_What you have to do_
Rewrite each of the rows below with every "Put a pin on" changed to "Place a marker on" and nothing else altered. Omit the pictures from your version.

_Data provided_
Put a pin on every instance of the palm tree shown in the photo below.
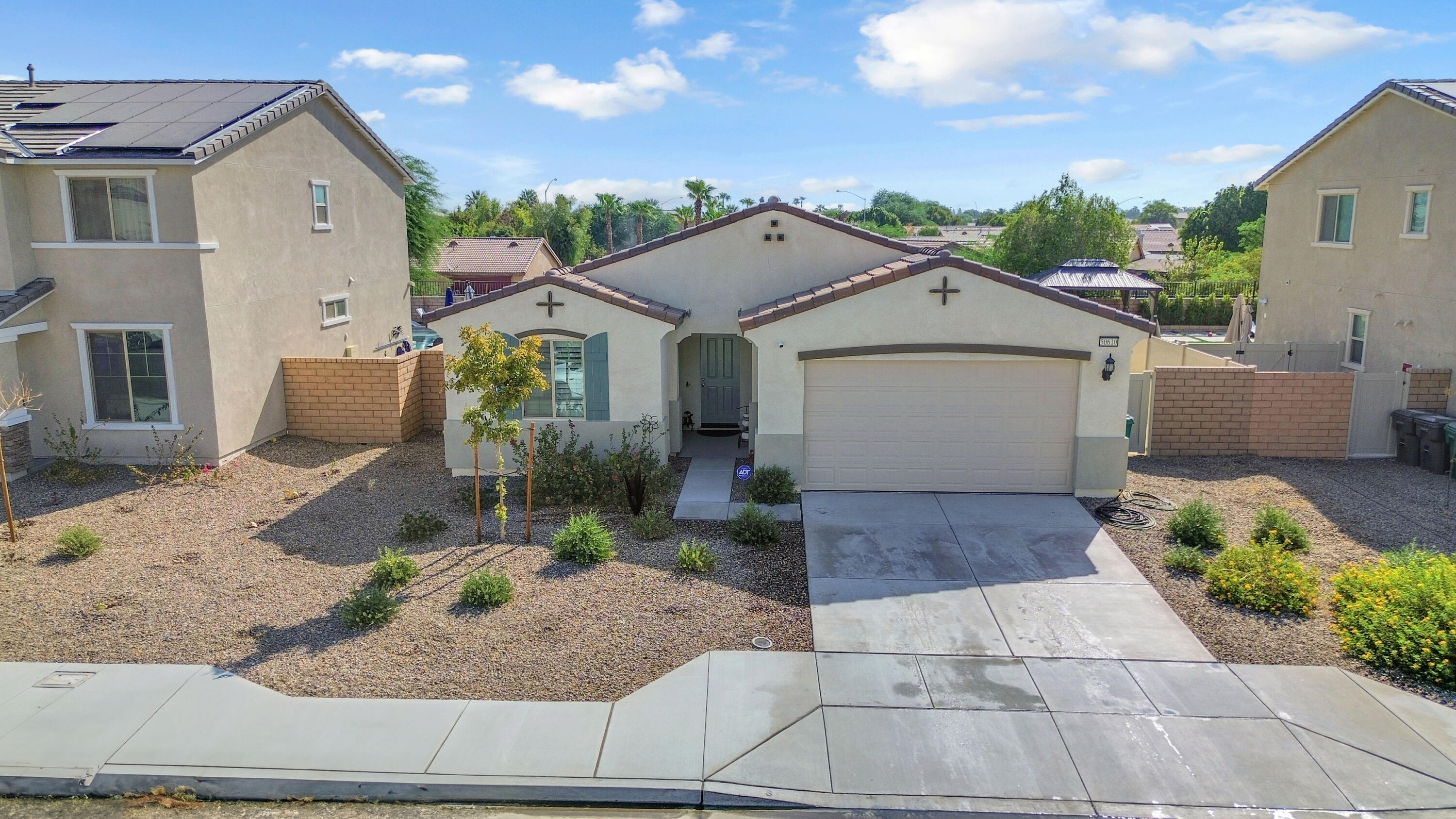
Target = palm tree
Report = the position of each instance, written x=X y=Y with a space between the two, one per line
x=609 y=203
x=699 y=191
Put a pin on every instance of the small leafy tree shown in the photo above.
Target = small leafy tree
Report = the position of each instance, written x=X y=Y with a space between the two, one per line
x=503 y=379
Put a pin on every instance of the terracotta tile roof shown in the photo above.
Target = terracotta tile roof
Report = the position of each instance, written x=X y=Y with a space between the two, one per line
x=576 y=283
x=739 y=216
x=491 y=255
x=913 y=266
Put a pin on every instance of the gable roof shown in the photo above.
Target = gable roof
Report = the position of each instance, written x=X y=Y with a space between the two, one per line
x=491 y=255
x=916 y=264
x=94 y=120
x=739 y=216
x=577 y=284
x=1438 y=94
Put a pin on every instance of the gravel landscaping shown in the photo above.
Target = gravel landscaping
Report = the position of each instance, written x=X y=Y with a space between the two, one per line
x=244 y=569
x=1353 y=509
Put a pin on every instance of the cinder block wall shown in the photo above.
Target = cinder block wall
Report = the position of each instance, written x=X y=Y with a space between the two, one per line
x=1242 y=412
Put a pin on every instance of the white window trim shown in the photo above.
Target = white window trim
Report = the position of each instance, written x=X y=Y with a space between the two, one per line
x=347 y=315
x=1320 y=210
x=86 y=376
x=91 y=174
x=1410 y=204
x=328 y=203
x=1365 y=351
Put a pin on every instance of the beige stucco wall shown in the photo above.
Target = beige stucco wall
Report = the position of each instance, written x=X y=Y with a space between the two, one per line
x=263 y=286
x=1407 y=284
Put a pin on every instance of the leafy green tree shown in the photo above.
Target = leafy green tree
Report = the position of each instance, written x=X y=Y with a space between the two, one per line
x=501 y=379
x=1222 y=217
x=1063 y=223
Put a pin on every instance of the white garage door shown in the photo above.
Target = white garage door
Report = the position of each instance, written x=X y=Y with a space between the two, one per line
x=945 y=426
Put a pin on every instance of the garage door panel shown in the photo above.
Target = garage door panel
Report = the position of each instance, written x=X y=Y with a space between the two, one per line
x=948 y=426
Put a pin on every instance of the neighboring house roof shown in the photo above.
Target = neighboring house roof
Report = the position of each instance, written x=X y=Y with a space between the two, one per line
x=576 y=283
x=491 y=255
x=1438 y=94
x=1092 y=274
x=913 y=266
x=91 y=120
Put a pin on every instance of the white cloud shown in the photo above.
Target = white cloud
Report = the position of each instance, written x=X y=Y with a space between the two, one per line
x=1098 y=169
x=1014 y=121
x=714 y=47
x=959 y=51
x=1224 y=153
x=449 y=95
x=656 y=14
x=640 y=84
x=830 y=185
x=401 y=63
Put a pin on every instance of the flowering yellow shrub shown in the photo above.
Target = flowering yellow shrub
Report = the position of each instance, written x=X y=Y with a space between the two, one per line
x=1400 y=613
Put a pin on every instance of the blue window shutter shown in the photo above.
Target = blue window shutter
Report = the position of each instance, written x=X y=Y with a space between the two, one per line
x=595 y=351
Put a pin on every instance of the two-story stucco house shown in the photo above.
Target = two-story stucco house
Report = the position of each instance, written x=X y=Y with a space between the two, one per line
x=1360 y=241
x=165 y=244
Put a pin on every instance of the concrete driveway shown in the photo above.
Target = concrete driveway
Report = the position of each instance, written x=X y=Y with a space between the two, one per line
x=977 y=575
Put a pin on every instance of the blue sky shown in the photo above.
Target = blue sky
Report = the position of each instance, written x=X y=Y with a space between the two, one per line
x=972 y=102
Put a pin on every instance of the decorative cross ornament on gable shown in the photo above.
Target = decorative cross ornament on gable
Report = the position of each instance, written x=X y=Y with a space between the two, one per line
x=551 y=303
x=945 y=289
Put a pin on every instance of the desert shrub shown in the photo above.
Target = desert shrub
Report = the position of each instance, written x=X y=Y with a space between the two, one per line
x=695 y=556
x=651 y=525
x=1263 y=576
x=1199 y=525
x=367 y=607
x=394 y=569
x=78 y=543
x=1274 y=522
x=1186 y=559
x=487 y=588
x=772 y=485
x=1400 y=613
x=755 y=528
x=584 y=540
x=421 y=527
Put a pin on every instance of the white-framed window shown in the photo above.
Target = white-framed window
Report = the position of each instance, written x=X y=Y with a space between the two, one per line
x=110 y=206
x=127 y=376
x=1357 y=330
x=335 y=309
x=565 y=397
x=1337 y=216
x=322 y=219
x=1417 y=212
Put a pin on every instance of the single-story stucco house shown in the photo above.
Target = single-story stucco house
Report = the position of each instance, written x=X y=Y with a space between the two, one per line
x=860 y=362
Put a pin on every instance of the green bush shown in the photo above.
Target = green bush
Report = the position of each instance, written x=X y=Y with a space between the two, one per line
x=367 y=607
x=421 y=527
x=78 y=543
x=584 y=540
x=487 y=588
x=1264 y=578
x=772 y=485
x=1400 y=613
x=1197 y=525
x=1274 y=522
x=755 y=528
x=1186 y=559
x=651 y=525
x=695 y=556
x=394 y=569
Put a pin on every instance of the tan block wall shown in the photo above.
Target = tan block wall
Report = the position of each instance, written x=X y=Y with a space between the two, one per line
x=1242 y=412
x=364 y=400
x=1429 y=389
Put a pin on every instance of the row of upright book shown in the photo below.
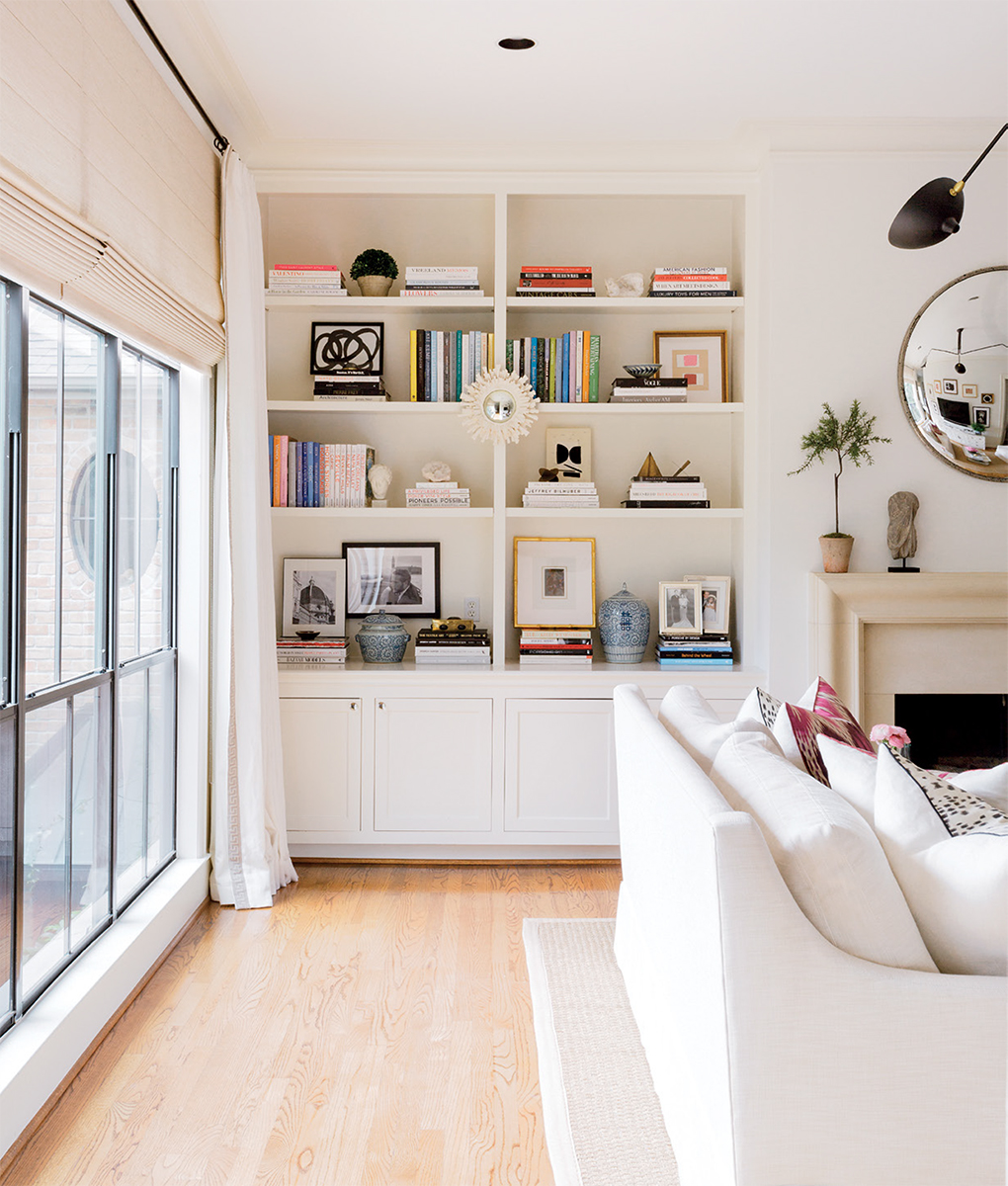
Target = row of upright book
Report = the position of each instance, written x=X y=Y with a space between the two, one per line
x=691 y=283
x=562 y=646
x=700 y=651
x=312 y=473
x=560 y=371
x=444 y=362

_The result_
Place a marker on every instance of the palm tree shown in the photo below.
Target = palm tree
Report = the position of each instance, written x=X y=Y with a space between the two, one per line
x=609 y=203
x=699 y=191
Place a marker on every instance of the small leafy tree shown in the photo above.
Target = small leafy tree
Report = the position of each instance, written x=X y=Y with a space between the two, one per line
x=503 y=379
Place a marker on every instance of the terracotta tile roof shown in the photo above.
Target = terracotta tile roof
Report = the position of each instance, written x=X y=Y with a space between the two, one per line
x=576 y=283
x=739 y=216
x=491 y=255
x=913 y=266
Place a marker on every instance of the gable roof shown in the photo above.
Target = gable roof
Report = the position of each instance, written x=X y=Y with a space between the two, one per line
x=491 y=255
x=916 y=264
x=94 y=120
x=739 y=216
x=577 y=284
x=1438 y=94
Place a marker on every instance of the gravel landscaping shown in the photo above.
Target = gravel landscaping
Report = the position of each instance, written x=X y=Y with a space between the two, one per line
x=244 y=569
x=1353 y=509
Place a marker on every instance of the cinder block wall shown in the photo above.
Target = cinder block wall
Report = the position of each instance, written x=X y=Y with a space between the two, one per line
x=1242 y=412
Place a marker on every instance of the white window trim shown in the photo above.
Target = white window trim
Report = the position of each instance, written x=X y=Y with a space between the two, one per line
x=347 y=315
x=1320 y=210
x=86 y=376
x=91 y=174
x=1410 y=204
x=328 y=203
x=1365 y=351
Place a marker on every instance of the beige stucco wall shown in the photo above.
Target = beige stucco wall
Report = the position of each instance, written x=X y=Y with a space between the two, one per line
x=263 y=286
x=1407 y=284
Place a marker on every instance of the leafy green tree shown in the photo above.
Target = leafy green tree
Report = the position of each instance, written x=X y=Y with a space between the two, one per line
x=501 y=379
x=1222 y=217
x=1063 y=223
Place a marker on every instance of the white garage door shown in the photo above.
Target = white garage door
Report = the position of each instance, written x=X y=Y with a space between the two, one per line
x=945 y=426
Place a marker on every instance of the garage door panel shown in the photo above.
Target = garage door panel
Report = the position of each instance, written x=X y=Y with a space between the two, one per line
x=948 y=426
Place a marker on every instance of the neighboring house roof shown in the photo above.
Target = neighboring house roof
Report = the position of each instance, written x=X y=Y with a space between the two, one per line
x=576 y=283
x=491 y=255
x=1438 y=94
x=1092 y=274
x=913 y=266
x=91 y=120
Place a marker on every instance of the white cloud shown in the photo above.
Target = white cloud
Report = the position of each instance, written x=X y=Y with a space between the two, one per line
x=1098 y=169
x=1014 y=121
x=714 y=47
x=959 y=51
x=1224 y=153
x=449 y=95
x=656 y=14
x=640 y=84
x=830 y=185
x=401 y=63
Place a marker on every instance of the flowering yellow shrub shown in the photo above.
Target = flowering yellow shrub
Report = the position of each instance, written x=X y=Y with a space between the two, one per line
x=1400 y=613
Place a marker on every instance of the blue window shutter shown in the photo above.
Target = blue window shutter
Report = the position of each instance, written x=X y=Y with a space between the two, one per line
x=595 y=351
Place a marker on every instance of the two-story stucco house shown in the photo above.
Target = two-story stucco house
Report = the position of each instance, written x=X y=Y with a space between the two, one per line
x=1360 y=241
x=165 y=244
Place a marker on every instance of the concrete driveway shown in the photo above.
Target = concrete driveway
Report = the position of each instance, written x=X y=Y with a space between the two, one per line
x=977 y=575
Place a marker on every instance of the blue sky shown in the photo above.
Target = blue sky
Report = the position of each instance, written x=X y=Y with a space between the two, one per line
x=972 y=102
Place a marker on every instance of the decorative cross ornament on gable shown in the photo above.
Target = decorative cross ornament on gable
Report = the position of each instance, written x=X y=Y with a space between the two, one per line
x=551 y=303
x=945 y=289
Place a marker on every instance of the desert shrub shown in the photo above.
Target = desert shrub
Report = the position of each instance, written x=X y=Y with a space between the two, one per line
x=695 y=556
x=651 y=525
x=1263 y=576
x=1199 y=525
x=367 y=607
x=394 y=569
x=78 y=543
x=1274 y=522
x=1186 y=559
x=487 y=588
x=772 y=485
x=1400 y=613
x=755 y=528
x=584 y=540
x=421 y=527
Place a marker on every instance of the white-framed window shown in the photo above.
Target = white-framed window
Report = the position of each instance, written x=X y=Y with a space between the two, one per line
x=110 y=206
x=127 y=376
x=1357 y=330
x=335 y=309
x=565 y=397
x=1337 y=216
x=322 y=219
x=1417 y=212
Place a marker on every instance of the single-story stucco house shown in the photo above.
Target = single-story stucco house
Report = the position of each instance, written x=X y=Y with a space between the two, one per line
x=860 y=362
Place a marker on every instance of the green bush shown in the photo above.
Target = green bush
Report = the position of each instance, written x=X y=Y with a space between the two, one per line
x=367 y=607
x=421 y=527
x=78 y=543
x=584 y=540
x=487 y=588
x=1264 y=578
x=772 y=485
x=1400 y=613
x=1197 y=525
x=1274 y=522
x=755 y=528
x=1186 y=559
x=651 y=525
x=695 y=556
x=394 y=569
Place a marker on every instance of the tan block wall shown in the photo above.
Target = tan block wall
Report = the position of each instance, written x=X y=Y with a space between the two, one per line
x=1242 y=412
x=364 y=400
x=1429 y=389
Place a marker on every instance of the row of upright book shown in the photo below.
Target = row of upright book
Report = the position of each instance, written x=X y=Y with a space between the two, one per line
x=691 y=283
x=562 y=646
x=700 y=651
x=312 y=473
x=560 y=371
x=444 y=362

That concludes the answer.